[O QUE SE PEDE]
#1 Imprima o trecho sobre a Teoria das Janelas Quebradas a partir de "TEORIA DAS JANELAS QUEBRADAS E COMBATE" até "Ministério do Turismo.", inclusive.
#2 Por favor, passe para o inglês esta frase do trecho sobre a Teoria das Janelas Quebradas: "No Bronx, o veículo foi depredado em poucas horas."
#3 Segundo o trecho sobre a Teoria das Janelas Quebradas, em que ano a teoria nasceu?

[TRECHO FORNECIDO]
--- --- ---

TEORIA DAS JANELAS QUEBRADAS E COMBATE À CORRUPÇÃO E À IMPROBIDADE

  • João Batista de Castro Júnior. Professor Doutor do Curso de Direito da Universidade do Estado da Bahia, campus Brumado.
  • 05 Mai 2018
  • 18:22h

Foto: Reprodução

 

           A Teoria das Janelas Quebradas e seu uso jurídico no Brasil

A imprensa nacional divulgou recentemente a iniciativa de procurador do MPF em propor ação civil pública por improbidade em relação a certo prefeito de uma cidade baiana, que teria dançado no palanque de uma festa junina bancada com recursos do Ministério do Turismo.

Essa atitude do procurador, embora ele não o diga, deixa à mostra a prestigiosa influência da Teoria das Janelas Quebradas, nascida, em 1982, sob a gestão conceitual do cientista político James Wilson e do psicólogo e criminologista George Kelling, da Universidade de Stanford, nos Estados Unidos, onde foi originariamente denominada de "Broken Windows Theory" .

Ambos os pesquisadores se fundaram nas investigações feitas sobre dois automóveis idênticos deixados em dois lugares diferentes, um no Bronx, bairro pobre e conflituoso, situado em Nova Iorque, e outro em Palo Alto, cidade rica e tranquila, situada na Califórnia. No Bronx, o veículo foi depredado em poucas horas.  O de Palo Alto permaneceu preservado até o instante em que os vidros foram intencionalmente quebrados pelos pesquisadores, o que deu lugar ao mesmo processo de vandalização.

--- --- ---

[MATERIAL FORNECIDO]
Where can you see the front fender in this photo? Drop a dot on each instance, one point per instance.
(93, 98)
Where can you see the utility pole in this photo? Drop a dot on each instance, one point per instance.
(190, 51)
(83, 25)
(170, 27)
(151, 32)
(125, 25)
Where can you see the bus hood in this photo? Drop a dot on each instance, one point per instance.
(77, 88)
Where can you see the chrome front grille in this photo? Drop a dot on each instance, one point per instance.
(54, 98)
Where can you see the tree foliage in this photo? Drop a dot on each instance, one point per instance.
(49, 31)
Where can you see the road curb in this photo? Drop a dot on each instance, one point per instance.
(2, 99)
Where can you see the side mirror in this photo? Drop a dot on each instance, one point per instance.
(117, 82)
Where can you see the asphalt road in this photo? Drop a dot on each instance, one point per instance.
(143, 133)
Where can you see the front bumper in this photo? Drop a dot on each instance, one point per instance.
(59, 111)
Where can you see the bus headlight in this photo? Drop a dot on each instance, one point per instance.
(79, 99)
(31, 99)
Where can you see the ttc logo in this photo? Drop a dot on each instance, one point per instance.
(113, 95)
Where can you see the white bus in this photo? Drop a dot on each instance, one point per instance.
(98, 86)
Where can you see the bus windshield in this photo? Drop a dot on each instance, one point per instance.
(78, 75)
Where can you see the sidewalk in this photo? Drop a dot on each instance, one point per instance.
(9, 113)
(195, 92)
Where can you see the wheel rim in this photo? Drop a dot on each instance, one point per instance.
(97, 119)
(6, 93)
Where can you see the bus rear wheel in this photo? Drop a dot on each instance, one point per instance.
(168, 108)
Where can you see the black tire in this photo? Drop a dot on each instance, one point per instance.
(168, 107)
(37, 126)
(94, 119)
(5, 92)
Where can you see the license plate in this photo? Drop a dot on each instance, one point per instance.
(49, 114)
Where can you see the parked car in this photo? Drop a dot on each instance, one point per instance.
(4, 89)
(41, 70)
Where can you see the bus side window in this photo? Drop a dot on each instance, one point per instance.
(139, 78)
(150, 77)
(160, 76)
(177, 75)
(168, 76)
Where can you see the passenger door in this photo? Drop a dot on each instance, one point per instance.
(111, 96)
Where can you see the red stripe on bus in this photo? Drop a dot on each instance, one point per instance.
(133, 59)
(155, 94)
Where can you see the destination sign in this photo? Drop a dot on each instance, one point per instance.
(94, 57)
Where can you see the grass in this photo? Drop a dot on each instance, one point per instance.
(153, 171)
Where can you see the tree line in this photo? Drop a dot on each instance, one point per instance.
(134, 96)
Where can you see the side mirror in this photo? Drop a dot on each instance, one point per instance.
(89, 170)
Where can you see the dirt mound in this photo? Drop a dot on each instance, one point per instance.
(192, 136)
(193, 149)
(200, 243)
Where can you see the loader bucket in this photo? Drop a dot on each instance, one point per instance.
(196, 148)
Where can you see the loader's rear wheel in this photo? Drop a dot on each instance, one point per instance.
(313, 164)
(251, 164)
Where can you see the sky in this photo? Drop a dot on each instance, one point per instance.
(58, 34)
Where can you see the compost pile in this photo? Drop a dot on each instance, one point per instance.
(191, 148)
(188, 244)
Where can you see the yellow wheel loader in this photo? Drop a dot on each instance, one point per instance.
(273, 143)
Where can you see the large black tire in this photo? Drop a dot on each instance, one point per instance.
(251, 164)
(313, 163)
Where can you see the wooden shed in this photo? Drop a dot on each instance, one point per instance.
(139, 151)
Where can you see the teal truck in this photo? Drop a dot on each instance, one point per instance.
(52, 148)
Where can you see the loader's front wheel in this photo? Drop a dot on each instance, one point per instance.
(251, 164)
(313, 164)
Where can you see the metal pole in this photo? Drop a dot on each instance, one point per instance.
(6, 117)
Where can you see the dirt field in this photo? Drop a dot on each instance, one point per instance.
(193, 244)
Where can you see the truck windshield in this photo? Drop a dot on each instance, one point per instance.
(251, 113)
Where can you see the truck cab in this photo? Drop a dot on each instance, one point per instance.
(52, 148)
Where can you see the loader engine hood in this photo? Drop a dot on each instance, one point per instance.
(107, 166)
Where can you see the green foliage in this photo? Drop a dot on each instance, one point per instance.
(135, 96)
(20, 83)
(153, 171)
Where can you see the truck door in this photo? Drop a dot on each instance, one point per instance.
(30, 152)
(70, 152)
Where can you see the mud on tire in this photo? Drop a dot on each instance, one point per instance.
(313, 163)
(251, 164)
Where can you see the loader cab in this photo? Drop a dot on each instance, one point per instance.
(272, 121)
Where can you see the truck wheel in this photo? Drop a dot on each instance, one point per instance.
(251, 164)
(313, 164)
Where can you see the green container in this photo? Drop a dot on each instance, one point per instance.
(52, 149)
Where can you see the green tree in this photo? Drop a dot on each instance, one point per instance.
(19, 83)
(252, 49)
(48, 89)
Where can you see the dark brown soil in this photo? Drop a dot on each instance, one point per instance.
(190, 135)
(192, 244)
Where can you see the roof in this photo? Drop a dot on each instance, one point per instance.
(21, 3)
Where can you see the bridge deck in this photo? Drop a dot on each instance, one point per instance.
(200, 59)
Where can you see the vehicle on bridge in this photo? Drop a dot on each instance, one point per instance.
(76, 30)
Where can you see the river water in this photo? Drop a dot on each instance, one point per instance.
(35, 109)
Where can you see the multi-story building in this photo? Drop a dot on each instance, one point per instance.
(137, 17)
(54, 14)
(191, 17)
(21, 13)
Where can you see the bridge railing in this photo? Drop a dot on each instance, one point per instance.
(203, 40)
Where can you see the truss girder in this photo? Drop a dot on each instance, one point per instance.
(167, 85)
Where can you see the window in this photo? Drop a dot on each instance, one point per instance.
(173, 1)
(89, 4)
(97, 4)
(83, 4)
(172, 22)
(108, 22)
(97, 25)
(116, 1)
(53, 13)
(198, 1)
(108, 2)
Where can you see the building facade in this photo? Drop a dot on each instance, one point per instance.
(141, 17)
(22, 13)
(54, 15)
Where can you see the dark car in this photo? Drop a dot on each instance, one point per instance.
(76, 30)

--- --- ---

[CONJUNTO DE RESPOSTAS]
#1
TEORIA DAS JANELAS QUEBRADAS E COMBATE À CORRUPÇÃO E À IMPROBIDADE

  • João Batista de Castro Júnior. Professor Doutor do Curso de Direito da Universidade do Estado da Bahia, campus Brumado.
  • 05 Mai 2018
  • 18:22h

Foto: Reprodução

 

           A Teoria das Janelas Quebradas e seu uso jurídico no Brasil

A imprensa nacional divulgou recentemente a iniciativa de procurador do MPF em propor ação civil pública por improbidade em relação a certo prefeito de uma cidade baiana, que teria dançado no palanque de uma festa junina bancada com recursos do Ministério do Turismo.

#2 In the Bronx, the vehicle was vandalized within a few hours.

#3 Em 1982.